■ **TEXT EXCERPT**
Summary
Propose the L3 (HOST-level) distributed programming interface for PyPTO. This RFC defines a three-level execution hierarchy (HOST → CHIP → CORE_GROUP) with two complementary writing styles: functional (separate @pl.function methods) and inline (pl.at() context manager). The goal is to collect feedback on API ergonomics, naming, and design trade-offs before the implementation lands.
Motivation
PyPTO currently supports single-device programming (InCore kernels + Chip Orchestration). To enable multi-device and HOST-level workflows — such as dispatching chip tasks, verifying results on CPU, or aggregating outputs from multiple devices — we need a distributed programming interface.
Key requirements:
- Express multi-level hierarchies (HOST → CHIP → CORE_GROUP) in the DSL
- Support SubWorkers: HOST-level pure-Python tasks that run after chip tasks complete (verification, reduction, post-processing)

■ **PROBLEM DESCRIPTION**
In the PyPTO interface proposal, what are the two writing styles the three-level execution hierarchy comes with?

■ **INFORMATION GIVEN**
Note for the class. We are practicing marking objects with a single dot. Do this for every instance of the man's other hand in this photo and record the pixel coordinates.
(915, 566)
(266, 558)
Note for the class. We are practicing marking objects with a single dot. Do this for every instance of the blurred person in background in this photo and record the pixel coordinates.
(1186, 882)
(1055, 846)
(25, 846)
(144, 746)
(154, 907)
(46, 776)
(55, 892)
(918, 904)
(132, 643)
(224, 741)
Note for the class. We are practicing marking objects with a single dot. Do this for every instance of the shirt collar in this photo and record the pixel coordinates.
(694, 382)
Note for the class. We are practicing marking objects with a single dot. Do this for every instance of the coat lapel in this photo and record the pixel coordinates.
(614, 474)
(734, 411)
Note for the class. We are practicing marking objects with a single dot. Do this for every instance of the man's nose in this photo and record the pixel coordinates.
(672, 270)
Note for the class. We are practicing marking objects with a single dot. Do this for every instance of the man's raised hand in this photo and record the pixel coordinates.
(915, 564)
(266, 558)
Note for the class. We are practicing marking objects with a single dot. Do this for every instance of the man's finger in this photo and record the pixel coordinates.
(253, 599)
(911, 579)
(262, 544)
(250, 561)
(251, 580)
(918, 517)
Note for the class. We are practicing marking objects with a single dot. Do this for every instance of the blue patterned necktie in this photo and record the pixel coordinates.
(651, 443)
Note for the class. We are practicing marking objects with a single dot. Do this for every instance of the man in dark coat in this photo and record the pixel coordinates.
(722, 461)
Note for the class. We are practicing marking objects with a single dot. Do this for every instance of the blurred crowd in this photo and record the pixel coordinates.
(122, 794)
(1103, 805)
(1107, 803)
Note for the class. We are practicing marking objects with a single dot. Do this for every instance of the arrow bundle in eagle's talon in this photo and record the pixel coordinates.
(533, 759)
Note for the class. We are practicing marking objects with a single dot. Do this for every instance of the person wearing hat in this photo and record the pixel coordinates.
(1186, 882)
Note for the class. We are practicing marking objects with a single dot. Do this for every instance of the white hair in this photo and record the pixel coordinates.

■ **THE REPLY**
A functional style using separate @pl.function methods, and an inline style using the pl.at() context manager.